▶ [AIM]
Reproduce all of the data word for word.

>> Start SUPPLIED MATERIAL

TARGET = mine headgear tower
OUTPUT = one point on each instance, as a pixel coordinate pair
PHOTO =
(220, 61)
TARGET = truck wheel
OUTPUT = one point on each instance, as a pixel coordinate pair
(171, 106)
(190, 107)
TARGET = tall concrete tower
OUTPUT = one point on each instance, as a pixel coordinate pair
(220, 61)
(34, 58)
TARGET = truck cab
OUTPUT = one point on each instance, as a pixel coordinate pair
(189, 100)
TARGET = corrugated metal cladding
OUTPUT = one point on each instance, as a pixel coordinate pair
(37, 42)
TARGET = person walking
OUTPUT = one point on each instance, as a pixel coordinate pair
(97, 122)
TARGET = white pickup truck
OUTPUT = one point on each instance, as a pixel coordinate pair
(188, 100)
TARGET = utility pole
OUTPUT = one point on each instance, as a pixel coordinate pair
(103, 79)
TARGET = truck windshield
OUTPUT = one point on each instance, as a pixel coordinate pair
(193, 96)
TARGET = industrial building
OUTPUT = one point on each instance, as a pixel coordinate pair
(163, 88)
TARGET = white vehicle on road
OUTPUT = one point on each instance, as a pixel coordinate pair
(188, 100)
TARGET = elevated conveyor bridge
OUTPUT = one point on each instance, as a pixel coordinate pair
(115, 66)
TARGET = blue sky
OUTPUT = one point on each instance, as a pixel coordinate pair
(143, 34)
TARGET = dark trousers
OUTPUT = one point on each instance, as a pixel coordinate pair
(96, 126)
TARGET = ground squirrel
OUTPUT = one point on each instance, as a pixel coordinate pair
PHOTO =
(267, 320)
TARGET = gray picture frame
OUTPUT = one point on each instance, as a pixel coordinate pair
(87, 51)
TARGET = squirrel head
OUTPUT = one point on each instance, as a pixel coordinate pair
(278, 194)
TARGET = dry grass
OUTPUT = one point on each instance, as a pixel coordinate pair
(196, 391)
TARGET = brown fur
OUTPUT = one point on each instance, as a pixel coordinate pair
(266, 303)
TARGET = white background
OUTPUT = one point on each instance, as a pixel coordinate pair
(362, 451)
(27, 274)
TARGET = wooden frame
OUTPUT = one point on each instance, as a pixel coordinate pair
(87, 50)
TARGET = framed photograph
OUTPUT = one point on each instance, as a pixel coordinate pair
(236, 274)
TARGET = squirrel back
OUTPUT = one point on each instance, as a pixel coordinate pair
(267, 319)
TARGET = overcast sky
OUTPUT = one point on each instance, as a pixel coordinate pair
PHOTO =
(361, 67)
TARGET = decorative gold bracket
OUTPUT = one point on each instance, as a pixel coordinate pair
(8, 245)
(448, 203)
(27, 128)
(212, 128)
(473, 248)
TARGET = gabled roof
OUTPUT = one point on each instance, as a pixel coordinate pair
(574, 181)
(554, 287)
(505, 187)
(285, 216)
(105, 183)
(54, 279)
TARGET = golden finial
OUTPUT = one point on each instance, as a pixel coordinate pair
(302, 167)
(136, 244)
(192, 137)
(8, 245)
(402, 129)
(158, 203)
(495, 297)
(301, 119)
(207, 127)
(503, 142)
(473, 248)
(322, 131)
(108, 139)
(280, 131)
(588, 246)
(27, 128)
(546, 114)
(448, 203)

>> End SUPPLIED MATERIAL

▶ [RESULT OF THIS EXERCISE]
TARGET = mine headgear tower
OUTPUT = one point on each instance, as a pixel coordinate pair
PHOTO =
(220, 61)
TARGET = truck wheel
OUTPUT = one point on each instance, as a pixel coordinate pair
(171, 106)
(190, 107)
TARGET = tall concrete tower
OUTPUT = one point on each instance, as a pixel coordinate pair
(220, 61)
(34, 58)
TARGET = truck cab
OUTPUT = one point on each instance, as a pixel coordinate pair
(189, 100)
TARGET = corrugated metal cladding
OUTPUT = one point on each instance, as a pixel coordinate pair
(37, 42)
TARGET = person walking
OUTPUT = one point on each instance, as a pixel coordinate pair
(97, 122)
TARGET = white pickup truck
OUTPUT = one point on each instance, as a pixel coordinate pair
(188, 100)
TARGET = utility pole
OUTPUT = one point on each instance, as a pixel coordinate pair
(103, 79)
TARGET = truck windshield
OUTPUT = one point on each instance, as a pixel coordinate pair
(193, 96)
TARGET = industrial building
OUTPUT = one point on each instance, as a pixel coordinate pair
(163, 88)
TARGET = white vehicle on road
OUTPUT = one point on each instance, as a pixel coordinate pair
(188, 100)
TARGET = elevated conveyor bridge
OUTPUT = one point on each instance, as a pixel coordinate pair
(115, 66)
TARGET = blue sky
OUTPUT = one point on each instance, as a pixel coordinate pair
(143, 34)
TARGET = dark trousers
OUTPUT = one point on each instance, as a pixel coordinate pair
(96, 126)
TARGET = ground squirrel
OUTPUT = one point on each instance, as a pixel coordinate pair
PHOTO =
(267, 320)
TARGET = gray picture frame
OUTPUT = one point on each instance, as a pixel coordinate pair
(87, 51)
TARGET = squirrel head
OUTPUT = one point on each instance, as a pixel coordinate pair
(278, 194)
TARGET = dry grass
OUTPUT = one point on each instance, as a pixel coordinate pair
(196, 391)
TARGET = brown fur
OUTPUT = one point on each instance, as a pixel coordinate pair
(266, 303)
TARGET = white background
OUTPUT = one point on each instance, as a pixel coordinate pair
(362, 451)
(27, 274)
TARGET = wooden frame
OUTPUT = one point on each instance, as a pixel coordinate pair
(87, 50)
TARGET = framed photograph
OUTPUT = one point on each instance, as a pixel coordinate pair
(236, 274)
TARGET = squirrel back
OUTPUT = one point on each instance, as a pixel coordinate pair
(267, 319)
TARGET = overcast sky
OUTPUT = one point on each instance, as a pixel coordinate pair
PHOTO =
(361, 67)
TARGET = decorative gold bracket
OUTPUT = one point on each instance, as a pixel coordinate pair
(8, 245)
(448, 203)
(27, 128)
(212, 128)
(473, 248)
TARGET = gabled roof
OUTPUT = one point on each instance, as a pixel coordinate pair
(574, 181)
(554, 287)
(505, 187)
(285, 216)
(105, 183)
(54, 279)
TARGET = golden finial
OUTPUT = one point on each instance, as a pixel coordinate pair
(302, 167)
(136, 244)
(192, 137)
(8, 245)
(402, 129)
(158, 203)
(495, 297)
(301, 119)
(207, 127)
(503, 142)
(473, 248)
(322, 131)
(108, 139)
(280, 131)
(588, 246)
(27, 128)
(546, 114)
(448, 203)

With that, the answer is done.